◆ Work to complete ◆
Each line below should be written out again exactly.

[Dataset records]
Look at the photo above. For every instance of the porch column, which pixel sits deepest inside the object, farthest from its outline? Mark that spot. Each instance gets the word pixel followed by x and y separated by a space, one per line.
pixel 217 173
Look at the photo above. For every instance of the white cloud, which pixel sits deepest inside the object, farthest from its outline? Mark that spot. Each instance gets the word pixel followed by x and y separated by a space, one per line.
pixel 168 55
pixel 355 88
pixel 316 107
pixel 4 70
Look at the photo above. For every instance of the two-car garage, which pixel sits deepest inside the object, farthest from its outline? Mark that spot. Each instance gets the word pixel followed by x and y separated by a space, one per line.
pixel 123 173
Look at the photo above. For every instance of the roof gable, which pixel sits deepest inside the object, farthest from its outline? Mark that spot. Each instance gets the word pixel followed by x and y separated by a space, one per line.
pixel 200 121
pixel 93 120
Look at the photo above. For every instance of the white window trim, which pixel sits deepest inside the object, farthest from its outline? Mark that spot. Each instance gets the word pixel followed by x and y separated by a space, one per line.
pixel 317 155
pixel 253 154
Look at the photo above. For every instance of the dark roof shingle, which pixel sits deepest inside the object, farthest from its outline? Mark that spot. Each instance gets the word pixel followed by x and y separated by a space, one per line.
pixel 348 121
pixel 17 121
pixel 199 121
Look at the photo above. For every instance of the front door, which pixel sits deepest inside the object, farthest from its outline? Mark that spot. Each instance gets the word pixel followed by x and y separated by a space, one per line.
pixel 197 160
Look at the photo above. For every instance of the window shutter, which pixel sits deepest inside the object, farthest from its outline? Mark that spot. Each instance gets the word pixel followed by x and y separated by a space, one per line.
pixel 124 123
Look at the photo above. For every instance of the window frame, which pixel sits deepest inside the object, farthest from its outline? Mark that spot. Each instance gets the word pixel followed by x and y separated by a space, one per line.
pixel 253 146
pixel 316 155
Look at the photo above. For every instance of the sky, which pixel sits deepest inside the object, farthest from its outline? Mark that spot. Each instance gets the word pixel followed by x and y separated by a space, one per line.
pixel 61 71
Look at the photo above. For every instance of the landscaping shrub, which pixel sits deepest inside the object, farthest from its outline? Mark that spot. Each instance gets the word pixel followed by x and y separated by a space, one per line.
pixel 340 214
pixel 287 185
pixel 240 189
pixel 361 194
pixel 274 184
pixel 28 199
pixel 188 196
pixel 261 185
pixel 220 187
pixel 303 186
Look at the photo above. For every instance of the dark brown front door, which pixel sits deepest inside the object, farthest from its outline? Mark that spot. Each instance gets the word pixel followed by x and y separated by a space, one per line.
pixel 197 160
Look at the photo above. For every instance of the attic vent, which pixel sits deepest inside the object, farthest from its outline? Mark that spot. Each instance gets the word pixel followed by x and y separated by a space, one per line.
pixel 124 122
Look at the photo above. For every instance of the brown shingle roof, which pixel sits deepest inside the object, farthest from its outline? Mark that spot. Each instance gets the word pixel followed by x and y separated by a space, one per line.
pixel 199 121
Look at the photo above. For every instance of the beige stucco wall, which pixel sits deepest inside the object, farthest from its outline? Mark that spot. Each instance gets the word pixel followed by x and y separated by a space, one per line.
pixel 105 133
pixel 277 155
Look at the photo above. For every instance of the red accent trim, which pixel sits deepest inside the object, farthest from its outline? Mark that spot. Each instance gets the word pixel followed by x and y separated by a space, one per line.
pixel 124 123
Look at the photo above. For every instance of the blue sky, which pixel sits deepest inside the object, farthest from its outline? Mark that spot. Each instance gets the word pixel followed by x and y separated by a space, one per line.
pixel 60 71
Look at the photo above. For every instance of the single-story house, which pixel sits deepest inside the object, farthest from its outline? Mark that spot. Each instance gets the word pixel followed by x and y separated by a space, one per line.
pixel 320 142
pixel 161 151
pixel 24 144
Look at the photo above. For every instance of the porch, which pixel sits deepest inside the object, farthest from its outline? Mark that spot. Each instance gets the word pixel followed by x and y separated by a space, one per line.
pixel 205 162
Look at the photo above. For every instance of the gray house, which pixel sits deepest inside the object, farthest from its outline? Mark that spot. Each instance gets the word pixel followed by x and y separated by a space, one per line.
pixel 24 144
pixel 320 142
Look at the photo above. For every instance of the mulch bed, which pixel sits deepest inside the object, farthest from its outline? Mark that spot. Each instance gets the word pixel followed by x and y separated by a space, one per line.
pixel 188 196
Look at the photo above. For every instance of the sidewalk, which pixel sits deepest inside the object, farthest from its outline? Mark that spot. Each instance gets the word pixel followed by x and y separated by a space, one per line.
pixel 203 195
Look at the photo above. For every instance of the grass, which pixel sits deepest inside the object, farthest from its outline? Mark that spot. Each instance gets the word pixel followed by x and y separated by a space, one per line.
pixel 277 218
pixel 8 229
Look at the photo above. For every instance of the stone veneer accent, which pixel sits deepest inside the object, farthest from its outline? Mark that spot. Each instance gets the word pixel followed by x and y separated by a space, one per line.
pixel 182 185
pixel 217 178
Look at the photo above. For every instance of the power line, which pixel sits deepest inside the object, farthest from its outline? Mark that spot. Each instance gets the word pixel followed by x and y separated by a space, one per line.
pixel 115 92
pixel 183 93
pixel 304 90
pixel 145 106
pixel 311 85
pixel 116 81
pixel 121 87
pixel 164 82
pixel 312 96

◆ Task answer ◆
Look at the photo above. For every instance of the porch column, which pixel sits deepest inside the object, farthest from its outline? Mark that spot. Each instance gets the word pixel followed by x and y separated by a space, one per line.
pixel 217 173
Look at the photo above. For every instance of the white cloud, which pixel sits deepest inside the object, farthest from its outline? Mark that spot. Each instance gets the word pixel followed by x and y separated by a space, one per line.
pixel 168 55
pixel 355 88
pixel 316 107
pixel 4 70
Look at the photo above. For every instance of the two-car garage, which pixel sits deepest inside the object, farthest from its outline? Mark that spot. Each instance gets the word pixel followed by x and y separated by a space, one per line.
pixel 123 173
Look at the photo above. For every instance of the roof gable, which pixel sits deepest inside the object, farthest from its outline? Mark that spot. Each instance gets the word pixel followed by x and y separated by a space, one per line.
pixel 200 121
pixel 93 120
Look at the photo above. For every instance of the white window trim, which pixel sits deepest inside the object, farthest from its outline? Mark that spot. Each instance gets the word pixel followed by x and y separated by a space, one per line.
pixel 317 155
pixel 253 154
Look at the photo above. For every instance of the dark roof shingle, which pixel sits deepest inside the object, farthest from its outline? Mark that spot. Each instance gets the word pixel followed by x and y separated by a space, one per line.
pixel 348 121
pixel 17 121
pixel 199 121
Look at the photo above. For every instance of the front door, which pixel sits deepest inside the object, farthest from its outline? Mark that spot. Each instance gets the word pixel followed by x and y separated by a space, one per line.
pixel 197 160
Look at the photo above. For every instance of the window shutter, which pixel sits deepest inside the object, farthest from its outline? Mark that spot. Each instance gets the word pixel followed by x and y separated by a space, one per line.
pixel 124 123
Look at the photo above. For every instance of the window frame, which pixel sits deepest inside the object, farthest from its outline? Mark that spot. Each instance gets the word pixel followed by x and y separated by a space, one per line.
pixel 253 146
pixel 316 155
Look at the photo above. For every instance of the sky, which pixel sits deepest inside the object, farthest from its outline? Mark that spot. Each instance gets the word pixel followed by x and y separated by a space, one per line.
pixel 61 71
Look at the photo above. For every instance of the landscaping shrub, which pixel sits deepest inside the object, farthest from its outline? Mark that spot. Each instance gets the word pixel followed by x and y separated by a space, one per line.
pixel 340 214
pixel 287 185
pixel 240 189
pixel 361 194
pixel 274 184
pixel 28 199
pixel 188 196
pixel 261 185
pixel 220 187
pixel 303 186
Look at the photo above. For every instance of the dark brown front door, which pixel sits deepest inside the object, farthest from its outline? Mark that spot. Each instance gets the word pixel followed by x and y separated by a space, one per line.
pixel 197 160
Look at the photo above. For every instance of the attic vent, which pixel sits deepest inside the object, farthest from its outline? Mark that spot. Each instance gets the word pixel followed by x and y separated by a space, one per line.
pixel 124 122
Look at the photo above. For every instance of the brown shingle roof, which pixel sits deepest inside the object, farthest from its outline? Mark that spot. Each instance gets the word pixel followed by x and y separated by a space, one per line.
pixel 199 121
Look at the photo above. For every instance of the beige stucco wall, which pixel sits deepest inside the object, farthest from its outline? Mark that spot. Each instance gets the word pixel followed by x and y separated by a space, one per line.
pixel 105 133
pixel 277 155
Look at the photo above. For every instance of the red accent trim, which pixel sits deepest inside the object, farthest from its outline? Mark that spot. Each instance gets the word pixel followed by x and y separated by a space, one per line.
pixel 124 123
Look at the photo above. For every instance of the blue sky, which pixel sits deepest inside the object, farthest from its outline? Mark that spot. Each instance gets the word pixel followed by x and y separated by a space, one per line.
pixel 60 71
Look at the photo above. For every instance of the single-story house, which pixel sits deepest inside the object, farthest from its outline? Mark that spot. Each instance gets the word pixel followed by x and y separated by a space, one per line.
pixel 320 142
pixel 161 151
pixel 24 144
Look at the photo above. For every instance of the porch, which pixel sits deepest inside the object, farthest from its outline? Mark that spot. Each instance gets the word pixel followed by x and y separated by a space, one per line.
pixel 205 162
Look at the photo above. For every instance of the gray house, which pixel sits deepest inside the object, farthest from its outline? Mark that spot. Each instance gets the word pixel followed by x and y separated by a space, one per line.
pixel 24 144
pixel 320 142
Look at the photo above. For every instance of the mulch bed, which pixel sits deepest inside the object, farthest from its outline? Mark that spot. Each instance gets the word pixel followed by x and y separated by a space, one per line.
pixel 188 196
Look at the photo above. For every instance of the sidewalk, which pixel sits deepest inside the object, farthest from its outline? Mark that spot. Each instance gets the word pixel followed by x and y separated by a space, one per line.
pixel 203 195
Look at the photo above. For every instance of the grass, which pixel sits deepest inside the object, farthest from its outline? Mark that spot. Each instance gets the word pixel followed by x and y separated by a space, one per line.
pixel 277 218
pixel 8 229
Look at the photo above. For every instance of the stone veneer accent, which pixel sits deepest inside the object, farthest from its outline? Mark that spot. Each instance gets the word pixel followed by x and y separated by a space, one per line.
pixel 182 185
pixel 217 178
Look at the photo above. For every instance of the power line, which pixel sits deepest inside the object, farthest from its outline? Mark that spot. Each instance gets the word pixel followed by x and y separated by a space, one per line.
pixel 115 92
pixel 183 93
pixel 304 90
pixel 145 106
pixel 311 85
pixel 116 81
pixel 121 87
pixel 164 82
pixel 312 96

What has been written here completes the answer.